EXERCISE MATERIAL >>
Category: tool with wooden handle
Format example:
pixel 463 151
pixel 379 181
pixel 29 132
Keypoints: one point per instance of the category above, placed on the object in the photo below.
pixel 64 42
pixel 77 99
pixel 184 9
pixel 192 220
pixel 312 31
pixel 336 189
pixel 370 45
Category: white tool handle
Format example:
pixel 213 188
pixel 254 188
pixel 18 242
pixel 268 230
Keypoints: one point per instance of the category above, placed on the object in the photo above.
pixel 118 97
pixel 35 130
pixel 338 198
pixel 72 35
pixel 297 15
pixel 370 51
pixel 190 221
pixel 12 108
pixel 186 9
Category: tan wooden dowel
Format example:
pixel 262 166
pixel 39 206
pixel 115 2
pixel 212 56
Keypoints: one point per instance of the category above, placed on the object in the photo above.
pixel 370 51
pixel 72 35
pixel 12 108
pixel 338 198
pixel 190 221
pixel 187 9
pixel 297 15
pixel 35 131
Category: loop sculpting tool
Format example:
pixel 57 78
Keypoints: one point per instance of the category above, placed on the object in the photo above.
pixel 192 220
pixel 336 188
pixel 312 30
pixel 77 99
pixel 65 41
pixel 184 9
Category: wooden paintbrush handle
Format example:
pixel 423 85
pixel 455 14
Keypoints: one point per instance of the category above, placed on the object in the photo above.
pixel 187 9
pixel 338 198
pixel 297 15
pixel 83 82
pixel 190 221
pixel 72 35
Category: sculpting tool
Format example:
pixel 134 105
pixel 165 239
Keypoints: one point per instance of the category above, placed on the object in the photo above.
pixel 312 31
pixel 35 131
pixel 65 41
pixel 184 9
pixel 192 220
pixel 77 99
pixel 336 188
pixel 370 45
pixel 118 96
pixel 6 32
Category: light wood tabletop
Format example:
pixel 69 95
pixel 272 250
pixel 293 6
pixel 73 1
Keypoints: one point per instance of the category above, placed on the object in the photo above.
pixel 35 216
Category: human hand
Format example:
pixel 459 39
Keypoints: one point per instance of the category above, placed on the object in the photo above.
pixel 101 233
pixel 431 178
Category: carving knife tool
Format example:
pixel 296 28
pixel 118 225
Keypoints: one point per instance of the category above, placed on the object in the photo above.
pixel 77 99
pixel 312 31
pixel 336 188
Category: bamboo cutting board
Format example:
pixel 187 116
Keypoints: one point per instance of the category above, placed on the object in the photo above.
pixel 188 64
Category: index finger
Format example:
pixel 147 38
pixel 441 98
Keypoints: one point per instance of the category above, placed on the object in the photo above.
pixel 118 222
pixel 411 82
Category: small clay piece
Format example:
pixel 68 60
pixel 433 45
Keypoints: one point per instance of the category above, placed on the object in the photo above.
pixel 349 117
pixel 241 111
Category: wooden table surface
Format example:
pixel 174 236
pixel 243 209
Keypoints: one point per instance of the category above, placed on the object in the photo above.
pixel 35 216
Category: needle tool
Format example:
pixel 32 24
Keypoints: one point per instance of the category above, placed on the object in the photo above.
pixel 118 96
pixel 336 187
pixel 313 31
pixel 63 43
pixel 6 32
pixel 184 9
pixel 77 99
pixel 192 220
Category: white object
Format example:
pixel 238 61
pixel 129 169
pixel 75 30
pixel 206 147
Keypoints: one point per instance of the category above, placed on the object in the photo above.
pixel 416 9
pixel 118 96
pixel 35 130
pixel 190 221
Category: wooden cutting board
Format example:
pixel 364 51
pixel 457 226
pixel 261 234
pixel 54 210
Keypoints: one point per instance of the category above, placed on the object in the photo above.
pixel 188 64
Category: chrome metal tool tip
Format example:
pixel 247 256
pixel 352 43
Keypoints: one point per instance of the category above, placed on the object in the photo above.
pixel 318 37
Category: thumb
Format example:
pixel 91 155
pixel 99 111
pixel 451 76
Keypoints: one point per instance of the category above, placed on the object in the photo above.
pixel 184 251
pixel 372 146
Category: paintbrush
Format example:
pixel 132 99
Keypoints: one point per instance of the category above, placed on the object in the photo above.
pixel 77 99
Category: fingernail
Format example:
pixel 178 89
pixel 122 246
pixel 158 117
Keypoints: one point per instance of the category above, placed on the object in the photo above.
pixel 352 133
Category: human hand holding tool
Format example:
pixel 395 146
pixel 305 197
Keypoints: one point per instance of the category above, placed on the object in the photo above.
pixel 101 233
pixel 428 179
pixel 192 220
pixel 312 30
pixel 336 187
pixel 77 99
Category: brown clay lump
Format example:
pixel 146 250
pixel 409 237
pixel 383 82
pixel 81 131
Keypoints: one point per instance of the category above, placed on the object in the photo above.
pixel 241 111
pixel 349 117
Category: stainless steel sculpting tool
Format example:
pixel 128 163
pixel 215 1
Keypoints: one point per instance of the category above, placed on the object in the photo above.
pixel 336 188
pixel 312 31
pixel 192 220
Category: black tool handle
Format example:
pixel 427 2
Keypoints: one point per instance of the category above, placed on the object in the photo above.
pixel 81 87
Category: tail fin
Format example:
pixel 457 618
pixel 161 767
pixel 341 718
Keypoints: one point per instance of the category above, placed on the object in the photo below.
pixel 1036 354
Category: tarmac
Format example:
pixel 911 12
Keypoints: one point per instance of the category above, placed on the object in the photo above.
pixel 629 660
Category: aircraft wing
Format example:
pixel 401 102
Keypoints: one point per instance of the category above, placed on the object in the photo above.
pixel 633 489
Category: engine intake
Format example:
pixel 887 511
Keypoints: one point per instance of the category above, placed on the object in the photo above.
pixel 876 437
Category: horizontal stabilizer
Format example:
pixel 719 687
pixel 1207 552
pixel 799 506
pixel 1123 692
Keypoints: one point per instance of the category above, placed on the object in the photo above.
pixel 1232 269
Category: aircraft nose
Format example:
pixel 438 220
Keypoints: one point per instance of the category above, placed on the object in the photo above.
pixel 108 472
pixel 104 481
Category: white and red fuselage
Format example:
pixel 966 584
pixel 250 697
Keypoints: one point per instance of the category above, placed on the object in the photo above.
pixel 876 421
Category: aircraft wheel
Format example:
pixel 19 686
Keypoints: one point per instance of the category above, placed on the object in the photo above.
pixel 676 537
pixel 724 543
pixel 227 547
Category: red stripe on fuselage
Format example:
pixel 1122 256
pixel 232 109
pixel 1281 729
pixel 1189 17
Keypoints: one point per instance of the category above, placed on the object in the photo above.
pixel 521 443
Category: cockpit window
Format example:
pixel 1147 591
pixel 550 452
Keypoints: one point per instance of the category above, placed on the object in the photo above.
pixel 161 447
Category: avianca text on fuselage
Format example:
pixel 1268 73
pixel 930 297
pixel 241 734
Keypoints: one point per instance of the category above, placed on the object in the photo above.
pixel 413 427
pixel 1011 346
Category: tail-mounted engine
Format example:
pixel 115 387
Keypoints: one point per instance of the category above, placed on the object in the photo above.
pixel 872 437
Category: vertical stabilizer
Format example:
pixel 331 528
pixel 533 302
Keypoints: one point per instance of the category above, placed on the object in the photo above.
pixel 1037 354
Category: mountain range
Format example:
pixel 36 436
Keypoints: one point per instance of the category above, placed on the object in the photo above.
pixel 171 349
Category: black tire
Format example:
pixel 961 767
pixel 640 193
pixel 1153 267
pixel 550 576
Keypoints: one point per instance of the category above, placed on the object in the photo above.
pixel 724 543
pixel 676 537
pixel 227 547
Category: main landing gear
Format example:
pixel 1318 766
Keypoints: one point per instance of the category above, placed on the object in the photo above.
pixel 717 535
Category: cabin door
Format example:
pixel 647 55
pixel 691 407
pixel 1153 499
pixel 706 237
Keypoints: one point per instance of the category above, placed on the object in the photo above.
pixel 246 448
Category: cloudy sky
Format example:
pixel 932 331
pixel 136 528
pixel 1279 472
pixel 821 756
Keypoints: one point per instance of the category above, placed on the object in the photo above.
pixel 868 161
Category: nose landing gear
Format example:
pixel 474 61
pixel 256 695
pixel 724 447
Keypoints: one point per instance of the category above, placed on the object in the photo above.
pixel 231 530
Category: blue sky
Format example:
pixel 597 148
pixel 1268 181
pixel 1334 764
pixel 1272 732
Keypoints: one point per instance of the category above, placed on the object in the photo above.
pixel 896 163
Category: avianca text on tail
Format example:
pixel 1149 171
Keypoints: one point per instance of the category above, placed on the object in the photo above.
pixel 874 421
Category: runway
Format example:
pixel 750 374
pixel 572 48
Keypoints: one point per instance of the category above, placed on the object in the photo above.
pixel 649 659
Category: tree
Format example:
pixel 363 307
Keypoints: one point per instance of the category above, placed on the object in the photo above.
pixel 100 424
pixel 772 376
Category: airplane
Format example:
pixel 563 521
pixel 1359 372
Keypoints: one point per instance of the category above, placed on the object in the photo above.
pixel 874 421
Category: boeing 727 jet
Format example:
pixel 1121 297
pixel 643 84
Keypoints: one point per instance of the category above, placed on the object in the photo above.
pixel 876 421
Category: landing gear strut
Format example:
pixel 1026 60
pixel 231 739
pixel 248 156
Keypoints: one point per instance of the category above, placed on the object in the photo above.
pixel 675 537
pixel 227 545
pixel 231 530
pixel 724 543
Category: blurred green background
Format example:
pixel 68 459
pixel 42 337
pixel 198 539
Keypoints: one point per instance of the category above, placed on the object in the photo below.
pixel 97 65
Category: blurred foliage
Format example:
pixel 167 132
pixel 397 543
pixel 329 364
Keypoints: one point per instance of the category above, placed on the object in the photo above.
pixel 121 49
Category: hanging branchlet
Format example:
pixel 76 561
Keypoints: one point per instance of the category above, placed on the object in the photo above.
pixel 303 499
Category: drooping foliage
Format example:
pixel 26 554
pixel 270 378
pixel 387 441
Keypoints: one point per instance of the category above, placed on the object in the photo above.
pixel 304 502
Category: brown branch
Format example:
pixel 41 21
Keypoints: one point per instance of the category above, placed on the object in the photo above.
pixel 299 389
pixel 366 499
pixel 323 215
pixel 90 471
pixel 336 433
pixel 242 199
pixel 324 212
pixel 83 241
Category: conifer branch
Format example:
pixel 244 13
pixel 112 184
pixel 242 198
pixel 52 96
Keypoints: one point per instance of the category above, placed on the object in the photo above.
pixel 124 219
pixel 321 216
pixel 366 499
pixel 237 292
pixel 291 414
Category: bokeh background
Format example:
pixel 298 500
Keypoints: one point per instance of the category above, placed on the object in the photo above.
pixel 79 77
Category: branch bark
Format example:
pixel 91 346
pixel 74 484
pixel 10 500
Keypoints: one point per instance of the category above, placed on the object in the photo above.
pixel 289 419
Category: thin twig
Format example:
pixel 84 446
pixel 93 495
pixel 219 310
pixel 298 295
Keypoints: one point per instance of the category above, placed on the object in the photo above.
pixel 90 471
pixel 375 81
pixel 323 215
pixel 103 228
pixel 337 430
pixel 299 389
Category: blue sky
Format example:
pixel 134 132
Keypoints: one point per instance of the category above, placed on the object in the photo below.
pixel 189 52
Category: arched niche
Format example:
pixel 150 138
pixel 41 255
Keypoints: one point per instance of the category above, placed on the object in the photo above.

WHAT TO PRODUCE >> In the records, locate each line holding the string "handle" and copy it.

TASK OUTPUT >>
Category: tool with wooden handle
Category: white tool handle
Category: wooden paintbrush handle
Category: black tool handle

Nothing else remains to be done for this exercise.